◆ Given problem
Copy all of the records below word for word, but leave the pictures out of your answer.

Items listed in a dataset:
──────────────────────────────

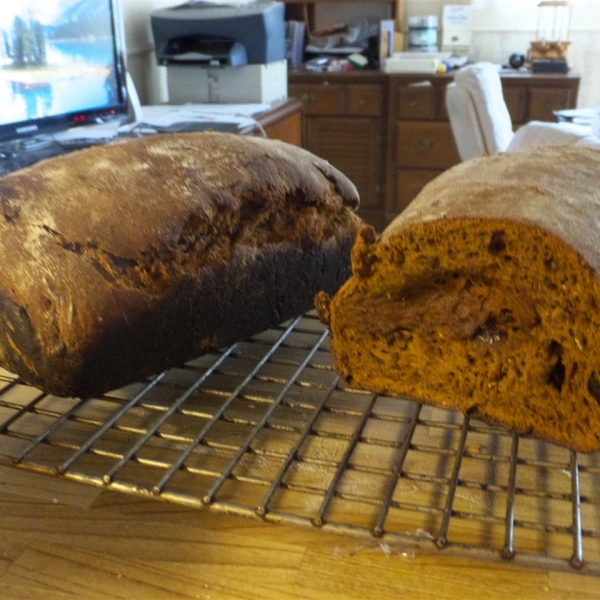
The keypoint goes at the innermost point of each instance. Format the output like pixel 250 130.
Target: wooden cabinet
pixel 390 133
pixel 344 117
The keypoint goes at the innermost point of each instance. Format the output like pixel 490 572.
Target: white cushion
pixel 482 82
pixel 463 117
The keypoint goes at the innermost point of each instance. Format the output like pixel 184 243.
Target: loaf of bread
pixel 484 296
pixel 123 260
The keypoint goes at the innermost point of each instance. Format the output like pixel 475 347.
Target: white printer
pixel 232 53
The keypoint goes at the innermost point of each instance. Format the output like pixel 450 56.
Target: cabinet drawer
pixel 543 101
pixel 516 102
pixel 415 102
pixel 409 182
pixel 365 100
pixel 425 145
pixel 320 99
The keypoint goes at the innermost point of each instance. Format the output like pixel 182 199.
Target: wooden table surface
pixel 64 540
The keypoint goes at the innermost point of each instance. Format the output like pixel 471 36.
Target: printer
pixel 226 53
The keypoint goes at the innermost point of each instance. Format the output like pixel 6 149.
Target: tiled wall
pixel 500 27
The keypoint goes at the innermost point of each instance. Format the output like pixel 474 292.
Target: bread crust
pixel 125 259
pixel 484 296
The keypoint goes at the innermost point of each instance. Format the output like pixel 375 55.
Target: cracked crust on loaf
pixel 484 296
pixel 122 260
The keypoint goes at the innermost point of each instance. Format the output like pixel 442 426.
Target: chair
pixel 481 123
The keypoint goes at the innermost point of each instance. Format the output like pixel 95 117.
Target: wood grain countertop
pixel 62 540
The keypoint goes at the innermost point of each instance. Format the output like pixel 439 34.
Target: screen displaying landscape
pixel 56 57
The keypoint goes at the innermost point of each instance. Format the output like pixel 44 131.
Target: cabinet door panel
pixel 319 99
pixel 415 101
pixel 354 147
pixel 544 101
pixel 425 145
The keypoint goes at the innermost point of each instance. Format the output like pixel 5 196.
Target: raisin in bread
pixel 484 296
pixel 123 260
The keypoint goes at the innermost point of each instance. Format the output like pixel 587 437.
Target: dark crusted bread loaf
pixel 484 296
pixel 120 261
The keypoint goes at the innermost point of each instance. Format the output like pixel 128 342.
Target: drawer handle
pixel 425 145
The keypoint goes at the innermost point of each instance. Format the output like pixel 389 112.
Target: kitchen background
pixel 499 28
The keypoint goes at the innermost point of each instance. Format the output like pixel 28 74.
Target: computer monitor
pixel 61 65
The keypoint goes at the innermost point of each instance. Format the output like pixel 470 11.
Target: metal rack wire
pixel 267 429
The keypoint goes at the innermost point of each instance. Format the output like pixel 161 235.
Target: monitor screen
pixel 61 65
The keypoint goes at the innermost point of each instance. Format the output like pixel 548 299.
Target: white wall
pixel 500 27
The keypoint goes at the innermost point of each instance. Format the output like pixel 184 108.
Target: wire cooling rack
pixel 266 428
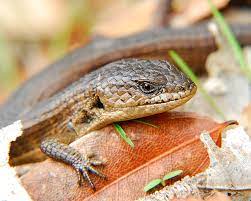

──────────────────────────────

◆ Expected output
The keypoint goes at the innermost point of each instance. Format the output like pixel 250 130.
Target: wooden cabinet
pixel 390 133
pixel 344 117
The keypoint goes at the innermost point of each instance. Format the output like pixel 490 572.
Target: white cushion
pixel 482 82
pixel 463 117
The keypoint goes at the innermost point of each instance. Format the output like pixel 184 243.
Target: loaf of bread
pixel 484 296
pixel 123 260
The keypoint goes at the innermost point of each instance. Format the output like pixel 475 347.
Target: white printer
pixel 232 53
The keypoint goes at the innermost point of each instance. Format the output like pixel 450 56.
Target: cabinet drawer
pixel 543 101
pixel 516 102
pixel 415 102
pixel 409 182
pixel 365 100
pixel 425 145
pixel 320 99
The keypoint goes at the innermost point of each instance. Format the output like pixel 182 199.
Target: wooden table surface
pixel 64 540
The keypoint goes at the innermost point of each instance. Format the output like pixel 471 36.
Target: printer
pixel 226 53
The keypoint goes at the innermost point of each instance. Format the output like pixel 6 149.
Target: tiled wall
pixel 500 27
The keypoint goes at the innermost point of each instance. Format the output like pixel 474 292.
Target: bread crust
pixel 125 259
pixel 484 296
The keypoint goes at the innermost point of each instance. Format the output like pixel 375 55.
Target: cracked crust on loaf
pixel 484 296
pixel 122 260
The keypoint goes at the innermost point of each instance. Format the output like pixel 442 426.
Target: chair
pixel 481 123
The keypoint goes at the innermost point of each instance. Format the output like pixel 95 117.
Target: wood grain countertop
pixel 62 540
The keypoint goes at the innermost point of each instance. Format the output like pixel 439 34.
Target: screen displaying landscape
pixel 56 57
The keypoint goes at the innermost point of each instance. Format the output like pixel 44 131.
Target: cabinet door panel
pixel 319 99
pixel 415 101
pixel 354 147
pixel 544 101
pixel 425 145
The keypoint goes at the innermost point of each instance. Format the output like pixel 5 196.
Target: raisin in bread
pixel 484 296
pixel 123 260
The keypoint goes at the innermost point of each instance. Format the output like pixel 587 437.
Target: dark crusted bread loaf
pixel 484 296
pixel 120 261
The keypoint goes at the innermost point of each instance. Format the output like pixel 128 342.
Target: drawer handle
pixel 425 145
The keypoint goes at the innermost point of each instance. Format the output like pixel 389 112.
Target: kitchen background
pixel 499 28
The keypoint goes at the innermost point of each instance. Format the output like pixel 28 74.
Target: computer monitor
pixel 61 65
The keypoint goes at the innermost point of each instance. Format the output like pixel 470 11.
Target: metal rack wire
pixel 267 429
The keypoint goes at the innermost point of each instance. Format the output like pixel 161 235.
Target: monitor screen
pixel 61 65
The keypoint goes at the innermost point of each instance. Format the output like pixel 548 299.
Target: white wall
pixel 500 27
The keypoint goes at the innermost point of each instance. Format the output like pixel 184 108.
Target: wire cooling rack
pixel 266 428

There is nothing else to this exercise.